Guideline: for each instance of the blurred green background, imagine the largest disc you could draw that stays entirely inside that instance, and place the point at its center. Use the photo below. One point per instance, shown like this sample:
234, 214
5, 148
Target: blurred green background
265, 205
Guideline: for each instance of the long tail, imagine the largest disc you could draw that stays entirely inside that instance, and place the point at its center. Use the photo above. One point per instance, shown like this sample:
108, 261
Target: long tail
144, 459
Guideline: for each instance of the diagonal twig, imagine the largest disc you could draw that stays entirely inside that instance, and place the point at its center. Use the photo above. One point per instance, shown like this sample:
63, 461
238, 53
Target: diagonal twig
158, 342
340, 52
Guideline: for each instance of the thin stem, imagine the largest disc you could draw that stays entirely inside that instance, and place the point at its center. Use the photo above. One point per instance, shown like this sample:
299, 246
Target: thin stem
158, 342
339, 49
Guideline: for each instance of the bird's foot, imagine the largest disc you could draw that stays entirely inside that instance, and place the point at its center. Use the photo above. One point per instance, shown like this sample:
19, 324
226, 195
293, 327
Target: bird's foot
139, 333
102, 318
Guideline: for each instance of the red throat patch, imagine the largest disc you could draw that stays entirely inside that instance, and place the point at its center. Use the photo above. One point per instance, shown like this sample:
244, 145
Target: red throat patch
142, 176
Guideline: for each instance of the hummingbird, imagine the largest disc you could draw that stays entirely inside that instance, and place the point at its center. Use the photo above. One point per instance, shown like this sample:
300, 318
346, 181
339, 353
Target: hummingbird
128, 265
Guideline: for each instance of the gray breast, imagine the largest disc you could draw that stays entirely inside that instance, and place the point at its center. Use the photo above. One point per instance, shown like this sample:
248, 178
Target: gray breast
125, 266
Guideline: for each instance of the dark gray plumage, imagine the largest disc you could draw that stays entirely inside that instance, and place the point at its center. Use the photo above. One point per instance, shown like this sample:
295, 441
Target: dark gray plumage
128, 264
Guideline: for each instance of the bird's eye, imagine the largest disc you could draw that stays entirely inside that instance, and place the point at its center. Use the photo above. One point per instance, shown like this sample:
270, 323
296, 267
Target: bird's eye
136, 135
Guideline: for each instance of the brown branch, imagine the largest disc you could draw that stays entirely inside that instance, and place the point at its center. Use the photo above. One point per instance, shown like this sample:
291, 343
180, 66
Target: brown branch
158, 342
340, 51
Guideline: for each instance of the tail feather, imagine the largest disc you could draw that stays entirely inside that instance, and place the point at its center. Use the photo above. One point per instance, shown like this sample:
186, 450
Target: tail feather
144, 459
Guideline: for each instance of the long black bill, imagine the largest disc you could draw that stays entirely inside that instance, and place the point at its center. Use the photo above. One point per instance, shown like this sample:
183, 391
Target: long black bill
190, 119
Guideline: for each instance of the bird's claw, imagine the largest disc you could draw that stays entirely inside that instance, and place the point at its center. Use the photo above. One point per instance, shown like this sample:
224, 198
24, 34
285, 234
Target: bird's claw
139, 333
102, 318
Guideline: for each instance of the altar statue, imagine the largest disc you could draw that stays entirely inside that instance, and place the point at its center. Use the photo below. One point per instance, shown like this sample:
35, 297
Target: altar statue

◆ Request ◆
Put the lines above into a JSON list of strings, one string for each line, leaving out any blank lines.

◆ Final answer ◆
[
  "Guideline: for each instance of the blurred green background, imagine the largest disc you could draw that stays entirely inside that instance, and place the point at its center. Use the photo below. One point per instance, shown like this sample:",
  "234, 214",
  "5, 148",
  "Target: blurred green background",
  "265, 205",
  "Guideline: for each instance of the long tail, imagine the largest disc you could draw that stays entirely inside that instance, and place the point at its center. Use the photo above. One point per instance, shown like this sample:",
  "108, 261",
  "Target: long tail",
  "144, 459",
  "Guideline: for each instance of the diagonal twig, imagine the largest disc you could draw that stays entirely inside that instance, and place the point at its center. Use the photo above. One point per instance, shown like this sample:",
  "63, 461",
  "238, 53",
  "Target: diagonal twig",
  "158, 342",
  "340, 52",
  "Guideline: for each instance of the thin stem, imagine the largest disc you could draw that stays entirely inside that instance, and place the point at its center. Use the photo above. One point per instance, shown like this sample:",
  "299, 246",
  "Target: thin stem",
  "158, 342",
  "339, 49",
  "Guideline: for each instance of the bird's foot, imagine the largest disc you could draw that stays entirely inside that instance, and place the point at its center. Use the photo above. One point per instance, shown like this sample:",
  "19, 324",
  "226, 195",
  "293, 327",
  "Target: bird's foot",
  "139, 333",
  "102, 318",
  "Guideline: for each instance of the red throat patch, imagine the largest disc you could draw that stays entirely inside that instance, and place the point at its center. Use the photo above. One point per instance, shown like this sample:",
  "244, 145",
  "Target: red throat patch",
  "142, 176",
  "Guideline: for each instance of the hummingbird, imagine the largest disc you could draw that stays entirely inside that instance, and place the point at its center. Use the photo above. One point per instance, shown like this sample:",
  "300, 318",
  "346, 181",
  "339, 353",
  "Target: hummingbird",
  "128, 265",
  "Guideline: for each instance of the gray breast, imagine the largest disc you could draw that stays entirely inside that instance, and place the point at its center. Use the photo above. One point per instance, shown like this sample:",
  "248, 178",
  "Target: gray breast",
  "125, 266",
  "Guideline: for each instance of the dark gray plumage, imagine the largest disc you could draw that stays entirely inside that instance, and place the point at its center. Use the photo above. One point per instance, shown like this sample:",
  "295, 441",
  "Target: dark gray plumage",
  "128, 264",
  "Guideline: for each instance of the bird's eye, imagine the largest disc you could draw that stays entirely inside that instance, and place the point at its center. Use the photo above. One point per instance, shown like this sample:",
  "270, 323",
  "296, 267",
  "Target: bird's eye",
  "136, 135",
  "Guideline: for each instance of the brown branch, imagine the largest disc you could draw that stays entirely inside that instance, and place the point at its center. Use the photo above. One point per instance, shown like this sample:",
  "291, 343",
  "180, 66",
  "Target: brown branch",
  "158, 342",
  "340, 51",
  "Guideline: for each instance of the tail feather, imagine the largest disc you could draw that stays entirely inside that instance, and place the point at its center. Use the photo above. One point per instance, shown like this sample:",
  "186, 450",
  "Target: tail feather",
  "144, 459",
  "Guideline: for each instance of the long black bill, imagine the largest disc you could draw that stays entirely inside that instance, and place the point at its center. Use the photo above. One point per instance, shown like this sample:",
  "183, 391",
  "Target: long black bill",
  "190, 119",
  "Guideline: for each instance of the bird's claw, imagine the largest disc you could draw that stays entirely inside that instance, and place the point at its center. Use the photo above. One point per instance, shown like this sample:",
  "224, 198",
  "24, 34",
  "285, 234",
  "Target: bird's claw",
  "139, 333",
  "102, 318",
  "Guideline: for each instance of the altar statue, imagine the largest disc you could draw that stays entirely inside that instance, and place the point at its center. Use the photo below. One point per instance, shown like this sample:",
  "35, 297",
  "Target: altar statue"
]